→ Region annotation entries:

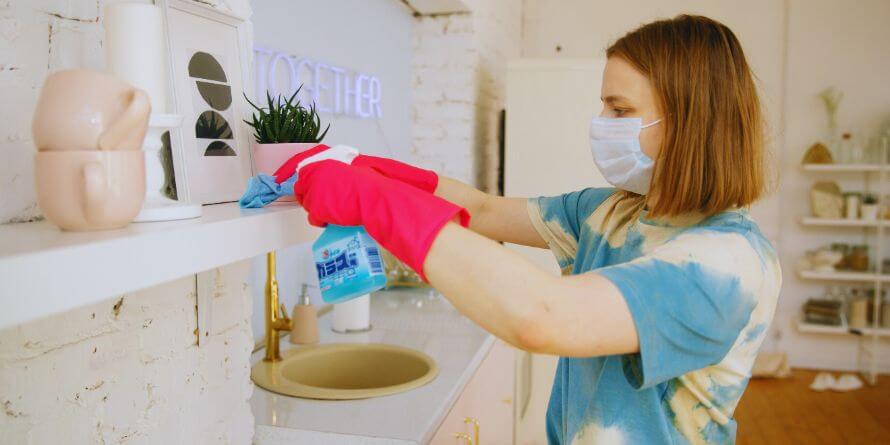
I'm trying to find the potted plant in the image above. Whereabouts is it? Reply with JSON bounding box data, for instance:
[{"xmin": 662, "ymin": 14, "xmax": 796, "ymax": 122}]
[
  {"xmin": 244, "ymin": 85, "xmax": 331, "ymax": 199},
  {"xmin": 859, "ymin": 193, "xmax": 879, "ymax": 221}
]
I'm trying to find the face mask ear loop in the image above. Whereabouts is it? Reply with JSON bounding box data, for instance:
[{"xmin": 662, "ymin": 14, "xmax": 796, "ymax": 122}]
[{"xmin": 640, "ymin": 119, "xmax": 661, "ymax": 129}]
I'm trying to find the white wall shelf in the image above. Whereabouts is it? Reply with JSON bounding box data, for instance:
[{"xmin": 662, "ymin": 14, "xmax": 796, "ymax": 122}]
[
  {"xmin": 800, "ymin": 216, "xmax": 888, "ymax": 227},
  {"xmin": 796, "ymin": 151, "xmax": 890, "ymax": 385},
  {"xmin": 803, "ymin": 164, "xmax": 886, "ymax": 172},
  {"xmin": 0, "ymin": 203, "xmax": 319, "ymax": 328},
  {"xmin": 798, "ymin": 270, "xmax": 890, "ymax": 283}
]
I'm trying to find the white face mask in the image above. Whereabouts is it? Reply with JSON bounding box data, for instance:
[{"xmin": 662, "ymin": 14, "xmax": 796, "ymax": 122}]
[{"xmin": 590, "ymin": 117, "xmax": 661, "ymax": 195}]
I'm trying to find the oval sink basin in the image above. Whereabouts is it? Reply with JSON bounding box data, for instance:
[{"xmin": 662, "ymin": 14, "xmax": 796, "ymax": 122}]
[{"xmin": 250, "ymin": 344, "xmax": 439, "ymax": 400}]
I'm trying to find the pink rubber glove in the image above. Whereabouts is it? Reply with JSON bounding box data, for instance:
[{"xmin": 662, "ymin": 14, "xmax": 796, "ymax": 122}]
[
  {"xmin": 294, "ymin": 160, "xmax": 470, "ymax": 280},
  {"xmin": 275, "ymin": 145, "xmax": 439, "ymax": 193}
]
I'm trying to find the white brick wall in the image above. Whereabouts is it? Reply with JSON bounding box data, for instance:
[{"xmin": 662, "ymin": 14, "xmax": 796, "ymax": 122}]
[
  {"xmin": 0, "ymin": 0, "xmax": 253, "ymax": 444},
  {"xmin": 0, "ymin": 261, "xmax": 253, "ymax": 444},
  {"xmin": 412, "ymin": 0, "xmax": 521, "ymax": 191}
]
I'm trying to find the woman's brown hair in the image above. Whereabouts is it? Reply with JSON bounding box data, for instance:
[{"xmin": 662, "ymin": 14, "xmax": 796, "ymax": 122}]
[{"xmin": 606, "ymin": 15, "xmax": 765, "ymax": 217}]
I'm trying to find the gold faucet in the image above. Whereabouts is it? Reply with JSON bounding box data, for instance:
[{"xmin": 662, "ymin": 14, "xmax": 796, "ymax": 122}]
[{"xmin": 263, "ymin": 251, "xmax": 293, "ymax": 362}]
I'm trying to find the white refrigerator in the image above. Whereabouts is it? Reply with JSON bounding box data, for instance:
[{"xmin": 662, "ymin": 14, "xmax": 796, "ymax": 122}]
[{"xmin": 504, "ymin": 59, "xmax": 608, "ymax": 445}]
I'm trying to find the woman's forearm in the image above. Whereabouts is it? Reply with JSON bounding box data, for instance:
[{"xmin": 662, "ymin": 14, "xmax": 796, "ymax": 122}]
[
  {"xmin": 436, "ymin": 176, "xmax": 547, "ymax": 248},
  {"xmin": 424, "ymin": 223, "xmax": 639, "ymax": 357},
  {"xmin": 436, "ymin": 175, "xmax": 490, "ymax": 219}
]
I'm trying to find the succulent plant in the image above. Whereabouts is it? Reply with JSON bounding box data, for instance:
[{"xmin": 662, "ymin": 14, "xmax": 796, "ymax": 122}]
[{"xmin": 244, "ymin": 85, "xmax": 331, "ymax": 144}]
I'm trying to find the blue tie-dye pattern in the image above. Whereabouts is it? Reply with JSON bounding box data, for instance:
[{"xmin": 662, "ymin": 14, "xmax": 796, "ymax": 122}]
[{"xmin": 534, "ymin": 189, "xmax": 774, "ymax": 444}]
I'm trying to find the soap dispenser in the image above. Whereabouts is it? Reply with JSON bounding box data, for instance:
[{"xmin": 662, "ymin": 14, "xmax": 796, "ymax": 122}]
[{"xmin": 290, "ymin": 283, "xmax": 318, "ymax": 345}]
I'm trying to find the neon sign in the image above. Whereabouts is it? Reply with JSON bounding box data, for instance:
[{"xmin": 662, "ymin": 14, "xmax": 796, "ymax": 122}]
[{"xmin": 253, "ymin": 47, "xmax": 382, "ymax": 118}]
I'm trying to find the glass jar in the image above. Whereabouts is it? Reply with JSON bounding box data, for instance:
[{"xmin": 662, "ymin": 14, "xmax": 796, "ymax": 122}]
[
  {"xmin": 844, "ymin": 192, "xmax": 862, "ymax": 219},
  {"xmin": 847, "ymin": 244, "xmax": 869, "ymax": 272},
  {"xmin": 831, "ymin": 243, "xmax": 848, "ymax": 270}
]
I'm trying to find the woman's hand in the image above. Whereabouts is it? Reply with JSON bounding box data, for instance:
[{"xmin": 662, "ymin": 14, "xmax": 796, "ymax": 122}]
[
  {"xmin": 294, "ymin": 160, "xmax": 470, "ymax": 277},
  {"xmin": 275, "ymin": 145, "xmax": 547, "ymax": 248},
  {"xmin": 275, "ymin": 145, "xmax": 439, "ymax": 193}
]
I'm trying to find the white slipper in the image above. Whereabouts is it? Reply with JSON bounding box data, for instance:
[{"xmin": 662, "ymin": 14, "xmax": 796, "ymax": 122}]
[
  {"xmin": 810, "ymin": 372, "xmax": 837, "ymax": 391},
  {"xmin": 831, "ymin": 374, "xmax": 862, "ymax": 392}
]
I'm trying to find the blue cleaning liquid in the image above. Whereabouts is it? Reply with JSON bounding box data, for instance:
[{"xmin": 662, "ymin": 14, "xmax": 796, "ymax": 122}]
[{"xmin": 312, "ymin": 224, "xmax": 386, "ymax": 303}]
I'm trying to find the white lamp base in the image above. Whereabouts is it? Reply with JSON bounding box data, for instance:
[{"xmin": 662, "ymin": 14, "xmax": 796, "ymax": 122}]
[{"xmin": 133, "ymin": 113, "xmax": 201, "ymax": 222}]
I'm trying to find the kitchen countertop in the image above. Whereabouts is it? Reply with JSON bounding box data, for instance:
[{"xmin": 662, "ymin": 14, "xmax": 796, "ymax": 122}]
[{"xmin": 250, "ymin": 289, "xmax": 494, "ymax": 445}]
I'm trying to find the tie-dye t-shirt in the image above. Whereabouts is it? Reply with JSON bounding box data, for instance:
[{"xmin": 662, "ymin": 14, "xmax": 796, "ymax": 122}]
[{"xmin": 528, "ymin": 188, "xmax": 781, "ymax": 445}]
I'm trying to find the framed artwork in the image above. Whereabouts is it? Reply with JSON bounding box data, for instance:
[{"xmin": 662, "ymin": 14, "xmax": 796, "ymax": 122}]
[{"xmin": 157, "ymin": 0, "xmax": 252, "ymax": 204}]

→ AIM: Lay out every line of the records above as a numbered list, skipping blank lines and omitting the pictures.

→ RESPONSE:
1. I'm trying to find the potted plant in the image above. Whereabouts is it? Reply with JSON bounding box data, for instance:
2. [{"xmin": 662, "ymin": 14, "xmax": 796, "ymax": 122}]
3. [
4.   {"xmin": 244, "ymin": 85, "xmax": 331, "ymax": 199},
5.   {"xmin": 859, "ymin": 193, "xmax": 879, "ymax": 221}
6. ]
7. I'm trying to find the face mask ear loop in the image above. Whereabouts is it? Reply with JSON bounding box data, for instance:
8. [{"xmin": 662, "ymin": 14, "xmax": 796, "ymax": 122}]
9. [{"xmin": 640, "ymin": 119, "xmax": 661, "ymax": 129}]
10. I'm trying to find the white wall shelf in the image above. Whereabouts is it? Reply with JSON bounding box data, for instance:
11. [{"xmin": 662, "ymin": 14, "xmax": 796, "ymax": 122}]
12. [
13.   {"xmin": 800, "ymin": 216, "xmax": 888, "ymax": 227},
14.   {"xmin": 796, "ymin": 151, "xmax": 890, "ymax": 385},
15.   {"xmin": 803, "ymin": 164, "xmax": 886, "ymax": 172},
16.   {"xmin": 0, "ymin": 203, "xmax": 319, "ymax": 328},
17.   {"xmin": 798, "ymin": 270, "xmax": 890, "ymax": 283}
18. ]
19. I'm trying to find the white face mask in the image above. Whereabouts is it? Reply with JSON bounding box data, for instance:
20. [{"xmin": 662, "ymin": 14, "xmax": 796, "ymax": 122}]
21. [{"xmin": 590, "ymin": 117, "xmax": 661, "ymax": 195}]
22. I'm trying to find the oval sink basin in the image above. Whereabouts is it? Reply with JSON bounding box data, for instance:
23. [{"xmin": 662, "ymin": 14, "xmax": 796, "ymax": 122}]
24. [{"xmin": 250, "ymin": 344, "xmax": 439, "ymax": 400}]
25. I'm trying to find the pink rubber glove in the image above. Whereabouts is it? Reply with JSON bounding box data, for instance:
26. [{"xmin": 662, "ymin": 14, "xmax": 796, "ymax": 122}]
27. [
28.   {"xmin": 294, "ymin": 160, "xmax": 470, "ymax": 280},
29.   {"xmin": 275, "ymin": 145, "xmax": 439, "ymax": 193}
30. ]
31. I'm trying to find the white brick wall in the image above. Whereabouts is it? Reply with JSON bounding box data, for instance:
32. [{"xmin": 662, "ymin": 14, "xmax": 796, "ymax": 122}]
33. [
34.   {"xmin": 0, "ymin": 0, "xmax": 253, "ymax": 444},
35.   {"xmin": 0, "ymin": 261, "xmax": 253, "ymax": 444},
36.   {"xmin": 412, "ymin": 0, "xmax": 521, "ymax": 191}
37. ]
38. I'm trying to find the woman's brown hair in the image above. Whereabouts is it? Reply with JSON bounding box data, for instance:
39. [{"xmin": 662, "ymin": 14, "xmax": 796, "ymax": 122}]
40. [{"xmin": 606, "ymin": 15, "xmax": 765, "ymax": 217}]
41. I'm trying to find the gold faucet in the image above. Whereabouts is it? Reply with JSON bounding box data, for instance:
42. [{"xmin": 662, "ymin": 14, "xmax": 796, "ymax": 122}]
43. [{"xmin": 263, "ymin": 251, "xmax": 293, "ymax": 362}]
44. I'm trying to find the white refrigerator in the image above. Whereabouts is it? Reply with JSON bounding box data, for instance:
45. [{"xmin": 662, "ymin": 14, "xmax": 796, "ymax": 122}]
46. [{"xmin": 504, "ymin": 59, "xmax": 608, "ymax": 445}]
47. I'm trying to find the woman's forearm in the image above. Whereabouts is it? Reply with JSON bounding box data, for instance:
48. [{"xmin": 662, "ymin": 14, "xmax": 796, "ymax": 122}]
49. [
50.   {"xmin": 436, "ymin": 176, "xmax": 547, "ymax": 248},
51.   {"xmin": 424, "ymin": 223, "xmax": 639, "ymax": 357},
52.   {"xmin": 436, "ymin": 175, "xmax": 490, "ymax": 219}
53. ]
54. I'm trying to find the succulent plant in the image above. Whereabouts is it? Reply with JSON bounding box data, for instance:
55. [{"xmin": 662, "ymin": 14, "xmax": 796, "ymax": 122}]
56. [{"xmin": 244, "ymin": 85, "xmax": 331, "ymax": 144}]
57. I'm trying to find the blue tie-dye pattern in the image above. Whereabouts is it? Reply with JSON bounding box data, for instance:
58. [{"xmin": 662, "ymin": 14, "xmax": 796, "ymax": 122}]
59. [{"xmin": 534, "ymin": 189, "xmax": 774, "ymax": 444}]
60. I'm trying to find the soap dispenser in the image above. Whereabouts is it? Reply with JSON bounding box data, for instance:
61. [{"xmin": 662, "ymin": 14, "xmax": 796, "ymax": 122}]
62. [{"xmin": 290, "ymin": 283, "xmax": 318, "ymax": 345}]
63. I'm trying to find the neon sign in the image above. Whereabouts is it? Reply with JSON bounding box data, for instance:
64. [{"xmin": 662, "ymin": 14, "xmax": 796, "ymax": 122}]
65. [{"xmin": 253, "ymin": 47, "xmax": 382, "ymax": 118}]
66. I'm trying to find the glass jar in the image above. Whereabouts is it? Reply with JSON bounding box data, for instance:
67. [{"xmin": 662, "ymin": 14, "xmax": 796, "ymax": 122}]
68. [
69.   {"xmin": 844, "ymin": 192, "xmax": 862, "ymax": 219},
70.   {"xmin": 847, "ymin": 244, "xmax": 869, "ymax": 272},
71.   {"xmin": 831, "ymin": 243, "xmax": 848, "ymax": 270}
72. ]
73. I'm trying to find the woman's hand in the image above. Whereabouts is it? Reply with JSON bounding box data, for instance:
74. [{"xmin": 662, "ymin": 14, "xmax": 796, "ymax": 122}]
75. [
76.   {"xmin": 294, "ymin": 160, "xmax": 470, "ymax": 277},
77.   {"xmin": 275, "ymin": 145, "xmax": 547, "ymax": 248},
78.   {"xmin": 275, "ymin": 145, "xmax": 439, "ymax": 193}
79. ]
80. I'm trying to find the white slipper in the image above. Whereabouts is it? Reply with JSON bounding box data, for instance:
81. [{"xmin": 662, "ymin": 14, "xmax": 796, "ymax": 122}]
82. [
83.   {"xmin": 810, "ymin": 372, "xmax": 837, "ymax": 391},
84.   {"xmin": 831, "ymin": 374, "xmax": 862, "ymax": 392}
85. ]
86. I'm trying to find the blue cleaning liquid in the image above. Whereabouts is it? Reply with JSON bounding box data, for instance:
87. [{"xmin": 662, "ymin": 14, "xmax": 796, "ymax": 122}]
88. [{"xmin": 312, "ymin": 224, "xmax": 386, "ymax": 303}]
89. I'm trying to find the white lamp base in the image above. Whereabouts is it? Reply with JSON bounding box data, for instance:
90. [{"xmin": 662, "ymin": 14, "xmax": 796, "ymax": 122}]
91. [{"xmin": 133, "ymin": 113, "xmax": 201, "ymax": 222}]
92. I'm trying to find the kitchen countertop in the image above. Whereabouts is it? Reply with JSON bounding box data, for instance:
93. [{"xmin": 662, "ymin": 14, "xmax": 796, "ymax": 122}]
94. [{"xmin": 250, "ymin": 289, "xmax": 494, "ymax": 445}]
95. I'm trying to find the tie-dye t-shirt in the image above. Whereabouts is it? Reply with JSON bounding box data, for instance:
96. [{"xmin": 662, "ymin": 14, "xmax": 796, "ymax": 122}]
97. [{"xmin": 528, "ymin": 188, "xmax": 781, "ymax": 445}]
98. I'm trying to find the framed artwork in the image above. Whereabouts is it? Reply with JSON bounding box data, for instance:
99. [{"xmin": 662, "ymin": 14, "xmax": 796, "ymax": 122}]
100. [{"xmin": 157, "ymin": 0, "xmax": 252, "ymax": 204}]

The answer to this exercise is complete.